-- Exercise passage follows --
French research Institute

The Institut d'Astrophysique de Paris (translated: Paris Institute of Astrophysics) is a research institute in Paris, France. The Institute is part of the Sorbonne University and is associated with the CNRS Centre national de la recherche scientifique. It is located at 98bis, Boulevard Arago Il in the 14th arrondissement of Paris, adjacent to the Paris Observatory.

== History ==
The IAP was created in 1936 by the French ministry of education under Jean Zay, initially for the purpose of processing data received from the Observatory of Haute-Provence, which was created at the same time. Construction of the building started on 6 January 1938. On 15 June 1939, Henri Mineur became the institute's first director. IAP scientists were at first located in Paris Observatory, then in the École normale supérieure de Paris before arriving in the current building in 1944 which was finally completed in 1952.
-- Exercise passage concluded --
## What this exercise asks
a) Decide whether each statement agrees with the passage on the Paris Institute of Astrophysics, answering yes or no and quoting the words of the passage that settle it: (i) construction of the institute's building began in 1938; (ii) Henri Mineur became the institute's first director in 1936; (iii) the building was completed in 1944.
b) Extend the passage on the Paris Institute of Astrophysics with the part that would come after its final sentence.
The records play no part in this work.
-- Supplied material follows --
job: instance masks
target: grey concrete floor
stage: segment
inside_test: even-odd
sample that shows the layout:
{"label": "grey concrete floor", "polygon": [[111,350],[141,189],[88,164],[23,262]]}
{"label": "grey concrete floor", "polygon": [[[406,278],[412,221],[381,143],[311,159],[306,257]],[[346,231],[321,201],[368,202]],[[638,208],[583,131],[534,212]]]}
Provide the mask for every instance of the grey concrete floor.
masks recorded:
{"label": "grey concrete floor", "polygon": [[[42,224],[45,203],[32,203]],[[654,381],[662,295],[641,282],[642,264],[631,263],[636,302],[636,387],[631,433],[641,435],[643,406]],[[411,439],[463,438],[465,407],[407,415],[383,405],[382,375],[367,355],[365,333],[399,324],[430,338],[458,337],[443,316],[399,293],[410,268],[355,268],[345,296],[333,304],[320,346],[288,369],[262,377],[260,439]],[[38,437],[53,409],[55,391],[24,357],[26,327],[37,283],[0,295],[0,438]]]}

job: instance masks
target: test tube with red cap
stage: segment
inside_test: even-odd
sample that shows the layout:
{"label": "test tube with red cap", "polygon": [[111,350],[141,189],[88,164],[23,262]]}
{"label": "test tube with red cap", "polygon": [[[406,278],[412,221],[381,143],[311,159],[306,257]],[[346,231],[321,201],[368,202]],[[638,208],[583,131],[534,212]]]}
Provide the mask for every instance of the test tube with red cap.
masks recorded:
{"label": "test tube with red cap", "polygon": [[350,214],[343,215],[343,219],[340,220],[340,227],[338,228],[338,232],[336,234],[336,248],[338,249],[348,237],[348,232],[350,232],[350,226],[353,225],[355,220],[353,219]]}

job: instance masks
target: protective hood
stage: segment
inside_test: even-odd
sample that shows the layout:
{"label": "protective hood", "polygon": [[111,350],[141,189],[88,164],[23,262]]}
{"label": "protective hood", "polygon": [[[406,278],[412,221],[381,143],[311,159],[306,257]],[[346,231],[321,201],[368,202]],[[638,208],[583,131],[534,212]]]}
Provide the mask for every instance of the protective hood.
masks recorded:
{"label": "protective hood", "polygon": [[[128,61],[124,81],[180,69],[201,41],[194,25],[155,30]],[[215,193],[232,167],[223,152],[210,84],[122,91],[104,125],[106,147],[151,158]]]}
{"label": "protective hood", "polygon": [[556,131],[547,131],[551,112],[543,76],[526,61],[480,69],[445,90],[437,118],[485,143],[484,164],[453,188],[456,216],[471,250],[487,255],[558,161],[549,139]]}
-- Supplied material concluded --
## Responses per task
a)
(i) Yes: "Construction of the building started on 6 January 1938."
(ii) No: "On 15 June 1939, Henri Mineur became the institute's first director."
(iii) No: "before arriving in the current building in 1944 which was finally completed in 1952."

b)
==Current research==
The IAP includes 160 researchers, engineers, technicians, and administrators and regularly welcomes many visitors and students.

The main areas of research at the IAP are:

- General relativity and cosmology
- Cosmological structure formation
- High-energy astrophysics
- Origin and evolution of galaxies
- Stellar structure
- Exoplanets

The IAP is one of five laboratories of AERA, the European association for research in astronomy. The laboratory is situated at the interface between two disciplines, astrophysics and theoretical physics. The International Astronomical Union has its seat at the IAP.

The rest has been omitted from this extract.